Instrucciones: Indica cada fila de las que siguen que contenga la cadena "target" y cópiala sin cambios. Se distinguen mayúsculas y minúsculas.

-------- Listado

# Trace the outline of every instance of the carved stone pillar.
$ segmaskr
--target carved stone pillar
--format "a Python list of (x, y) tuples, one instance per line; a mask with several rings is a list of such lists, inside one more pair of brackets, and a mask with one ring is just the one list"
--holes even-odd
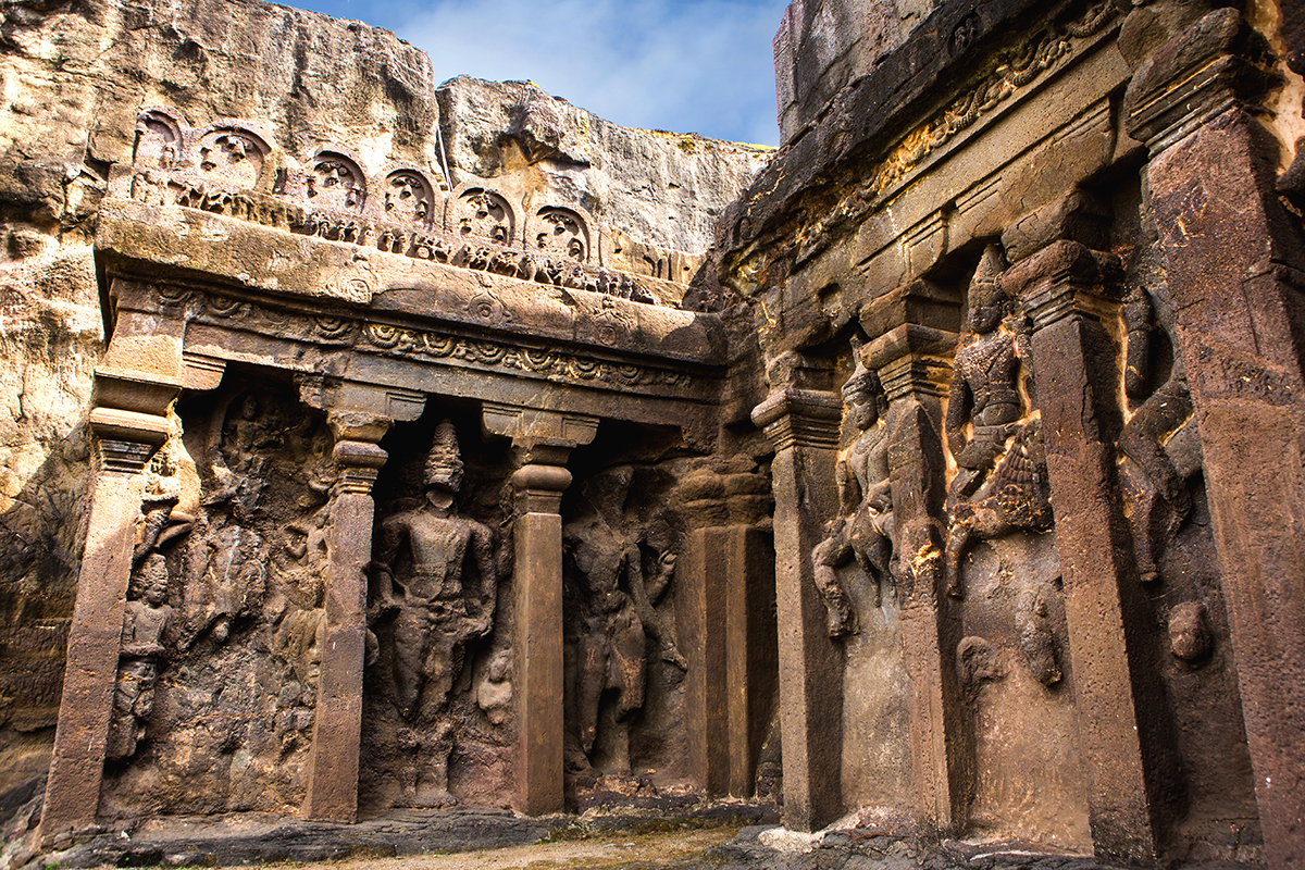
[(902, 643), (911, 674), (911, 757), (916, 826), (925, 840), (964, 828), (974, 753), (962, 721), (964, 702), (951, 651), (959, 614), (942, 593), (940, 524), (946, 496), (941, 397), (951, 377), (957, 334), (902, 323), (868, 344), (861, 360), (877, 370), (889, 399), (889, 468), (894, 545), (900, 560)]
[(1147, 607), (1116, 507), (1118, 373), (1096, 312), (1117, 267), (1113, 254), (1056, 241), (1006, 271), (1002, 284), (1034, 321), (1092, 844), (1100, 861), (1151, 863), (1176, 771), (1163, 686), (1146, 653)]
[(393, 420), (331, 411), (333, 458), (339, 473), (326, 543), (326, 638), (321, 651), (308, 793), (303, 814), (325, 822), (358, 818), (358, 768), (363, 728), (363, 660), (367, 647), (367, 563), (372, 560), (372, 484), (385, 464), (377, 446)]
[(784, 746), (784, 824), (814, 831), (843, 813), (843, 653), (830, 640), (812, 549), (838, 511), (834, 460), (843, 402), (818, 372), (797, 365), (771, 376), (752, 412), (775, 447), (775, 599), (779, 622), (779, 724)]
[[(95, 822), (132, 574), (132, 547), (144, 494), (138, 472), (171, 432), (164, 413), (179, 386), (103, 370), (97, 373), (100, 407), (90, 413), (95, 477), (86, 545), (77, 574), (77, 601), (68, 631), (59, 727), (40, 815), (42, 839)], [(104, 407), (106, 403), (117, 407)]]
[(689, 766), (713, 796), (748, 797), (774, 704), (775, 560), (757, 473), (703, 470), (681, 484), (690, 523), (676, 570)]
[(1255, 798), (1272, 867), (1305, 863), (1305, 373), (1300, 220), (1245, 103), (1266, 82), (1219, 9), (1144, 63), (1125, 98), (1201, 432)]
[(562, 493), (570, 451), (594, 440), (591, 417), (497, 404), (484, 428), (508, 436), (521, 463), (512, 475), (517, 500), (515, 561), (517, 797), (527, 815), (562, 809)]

----------------
-------- Listado

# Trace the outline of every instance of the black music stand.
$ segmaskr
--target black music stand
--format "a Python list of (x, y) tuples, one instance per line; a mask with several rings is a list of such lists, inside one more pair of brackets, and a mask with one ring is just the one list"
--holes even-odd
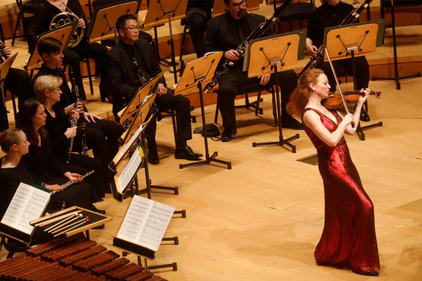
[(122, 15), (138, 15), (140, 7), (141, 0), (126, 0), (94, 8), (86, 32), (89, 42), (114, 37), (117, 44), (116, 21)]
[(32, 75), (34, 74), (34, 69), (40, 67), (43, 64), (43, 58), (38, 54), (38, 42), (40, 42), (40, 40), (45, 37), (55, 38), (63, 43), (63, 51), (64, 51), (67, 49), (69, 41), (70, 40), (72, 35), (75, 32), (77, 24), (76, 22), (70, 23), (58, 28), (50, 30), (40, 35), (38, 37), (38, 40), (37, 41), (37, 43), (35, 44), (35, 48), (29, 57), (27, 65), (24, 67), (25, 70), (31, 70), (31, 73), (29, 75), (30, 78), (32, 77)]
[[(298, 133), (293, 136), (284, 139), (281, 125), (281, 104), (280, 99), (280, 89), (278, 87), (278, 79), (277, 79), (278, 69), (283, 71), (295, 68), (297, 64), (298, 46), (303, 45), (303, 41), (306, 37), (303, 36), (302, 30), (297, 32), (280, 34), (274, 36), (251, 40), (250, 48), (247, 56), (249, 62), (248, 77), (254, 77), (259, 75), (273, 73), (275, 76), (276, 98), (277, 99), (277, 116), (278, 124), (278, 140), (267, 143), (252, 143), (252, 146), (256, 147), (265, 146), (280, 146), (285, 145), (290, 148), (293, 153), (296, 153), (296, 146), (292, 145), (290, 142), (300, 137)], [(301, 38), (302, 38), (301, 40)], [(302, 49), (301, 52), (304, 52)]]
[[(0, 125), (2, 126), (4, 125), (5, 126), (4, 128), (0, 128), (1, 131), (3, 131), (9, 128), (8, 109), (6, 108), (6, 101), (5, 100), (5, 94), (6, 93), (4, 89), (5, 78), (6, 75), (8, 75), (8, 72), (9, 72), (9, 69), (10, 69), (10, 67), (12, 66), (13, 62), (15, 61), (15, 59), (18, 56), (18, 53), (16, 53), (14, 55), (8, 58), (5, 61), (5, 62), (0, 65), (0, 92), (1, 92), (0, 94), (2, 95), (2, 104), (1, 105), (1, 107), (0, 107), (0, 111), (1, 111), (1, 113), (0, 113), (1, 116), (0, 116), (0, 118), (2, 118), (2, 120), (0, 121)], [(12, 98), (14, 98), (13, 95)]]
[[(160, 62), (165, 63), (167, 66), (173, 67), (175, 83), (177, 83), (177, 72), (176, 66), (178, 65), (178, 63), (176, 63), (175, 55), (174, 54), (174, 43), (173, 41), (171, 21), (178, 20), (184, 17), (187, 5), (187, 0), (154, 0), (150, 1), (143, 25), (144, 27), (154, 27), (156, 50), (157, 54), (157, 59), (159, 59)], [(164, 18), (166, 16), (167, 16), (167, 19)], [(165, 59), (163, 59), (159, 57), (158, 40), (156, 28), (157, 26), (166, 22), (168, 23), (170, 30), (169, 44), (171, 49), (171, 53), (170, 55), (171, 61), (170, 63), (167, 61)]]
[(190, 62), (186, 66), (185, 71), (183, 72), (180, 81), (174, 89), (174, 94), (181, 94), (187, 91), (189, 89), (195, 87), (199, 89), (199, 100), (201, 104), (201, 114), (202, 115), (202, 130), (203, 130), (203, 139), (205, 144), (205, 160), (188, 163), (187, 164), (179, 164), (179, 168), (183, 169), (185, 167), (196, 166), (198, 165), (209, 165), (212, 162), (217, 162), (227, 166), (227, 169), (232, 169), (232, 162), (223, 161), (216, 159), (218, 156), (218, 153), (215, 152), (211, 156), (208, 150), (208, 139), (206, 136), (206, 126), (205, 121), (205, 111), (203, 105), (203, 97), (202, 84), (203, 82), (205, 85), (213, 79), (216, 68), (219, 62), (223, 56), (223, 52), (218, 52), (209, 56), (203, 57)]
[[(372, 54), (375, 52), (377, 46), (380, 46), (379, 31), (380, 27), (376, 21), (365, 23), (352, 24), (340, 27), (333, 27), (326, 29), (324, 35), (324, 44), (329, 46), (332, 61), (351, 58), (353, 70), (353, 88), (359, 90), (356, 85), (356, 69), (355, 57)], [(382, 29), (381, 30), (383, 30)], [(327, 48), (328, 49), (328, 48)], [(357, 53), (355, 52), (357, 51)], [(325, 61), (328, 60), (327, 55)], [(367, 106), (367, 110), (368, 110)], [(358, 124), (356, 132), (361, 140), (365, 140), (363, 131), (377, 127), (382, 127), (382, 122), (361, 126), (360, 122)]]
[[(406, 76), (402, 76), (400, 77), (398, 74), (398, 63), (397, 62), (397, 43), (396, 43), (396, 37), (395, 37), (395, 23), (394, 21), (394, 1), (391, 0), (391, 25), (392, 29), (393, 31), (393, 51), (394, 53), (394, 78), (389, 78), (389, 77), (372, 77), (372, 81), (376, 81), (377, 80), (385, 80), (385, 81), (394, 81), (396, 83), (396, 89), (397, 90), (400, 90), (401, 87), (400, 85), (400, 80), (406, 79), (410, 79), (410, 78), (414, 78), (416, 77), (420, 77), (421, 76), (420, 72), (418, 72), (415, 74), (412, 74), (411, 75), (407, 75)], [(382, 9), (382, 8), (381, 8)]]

----------------
-------- Listado

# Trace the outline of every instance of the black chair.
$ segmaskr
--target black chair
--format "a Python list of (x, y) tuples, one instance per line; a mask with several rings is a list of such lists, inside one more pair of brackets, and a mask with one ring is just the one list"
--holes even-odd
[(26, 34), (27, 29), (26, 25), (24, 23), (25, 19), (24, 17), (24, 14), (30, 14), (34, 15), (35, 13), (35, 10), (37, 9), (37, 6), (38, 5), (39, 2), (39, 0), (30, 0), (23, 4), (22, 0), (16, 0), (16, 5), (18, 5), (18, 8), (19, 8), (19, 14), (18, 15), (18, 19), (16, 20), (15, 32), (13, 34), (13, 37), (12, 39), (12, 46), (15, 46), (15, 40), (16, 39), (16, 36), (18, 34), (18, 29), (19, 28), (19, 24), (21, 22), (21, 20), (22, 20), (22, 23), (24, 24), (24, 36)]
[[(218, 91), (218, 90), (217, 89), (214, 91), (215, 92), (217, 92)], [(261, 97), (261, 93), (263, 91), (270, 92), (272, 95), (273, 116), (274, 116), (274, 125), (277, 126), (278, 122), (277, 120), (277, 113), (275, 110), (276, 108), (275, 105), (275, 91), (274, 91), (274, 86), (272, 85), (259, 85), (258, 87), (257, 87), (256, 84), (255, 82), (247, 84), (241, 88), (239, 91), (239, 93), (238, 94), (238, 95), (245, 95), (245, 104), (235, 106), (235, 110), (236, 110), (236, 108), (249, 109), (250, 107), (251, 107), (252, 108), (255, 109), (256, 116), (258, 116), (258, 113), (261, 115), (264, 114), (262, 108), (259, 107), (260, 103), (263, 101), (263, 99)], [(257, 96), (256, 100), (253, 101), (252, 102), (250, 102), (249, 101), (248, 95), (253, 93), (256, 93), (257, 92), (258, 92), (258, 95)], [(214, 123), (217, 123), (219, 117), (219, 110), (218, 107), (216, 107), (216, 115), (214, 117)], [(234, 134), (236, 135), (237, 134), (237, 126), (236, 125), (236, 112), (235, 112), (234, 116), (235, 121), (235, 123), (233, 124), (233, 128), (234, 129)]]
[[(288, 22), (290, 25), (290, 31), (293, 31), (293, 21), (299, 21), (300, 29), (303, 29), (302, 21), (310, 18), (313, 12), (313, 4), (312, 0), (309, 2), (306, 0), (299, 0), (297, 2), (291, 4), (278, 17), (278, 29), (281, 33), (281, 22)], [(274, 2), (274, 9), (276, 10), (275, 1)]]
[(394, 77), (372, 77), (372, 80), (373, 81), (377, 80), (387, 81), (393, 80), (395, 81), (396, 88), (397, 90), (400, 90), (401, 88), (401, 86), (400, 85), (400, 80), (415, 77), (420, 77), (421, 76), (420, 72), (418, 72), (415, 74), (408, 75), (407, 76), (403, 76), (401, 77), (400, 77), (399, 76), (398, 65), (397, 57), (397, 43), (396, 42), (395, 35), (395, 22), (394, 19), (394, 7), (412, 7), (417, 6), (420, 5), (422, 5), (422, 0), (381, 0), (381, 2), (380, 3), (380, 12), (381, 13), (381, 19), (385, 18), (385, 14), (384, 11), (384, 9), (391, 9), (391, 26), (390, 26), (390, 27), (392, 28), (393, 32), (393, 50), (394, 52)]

----------------

Respuesta correcta:
--target carved stone pillar
--target black music stand
--target black chair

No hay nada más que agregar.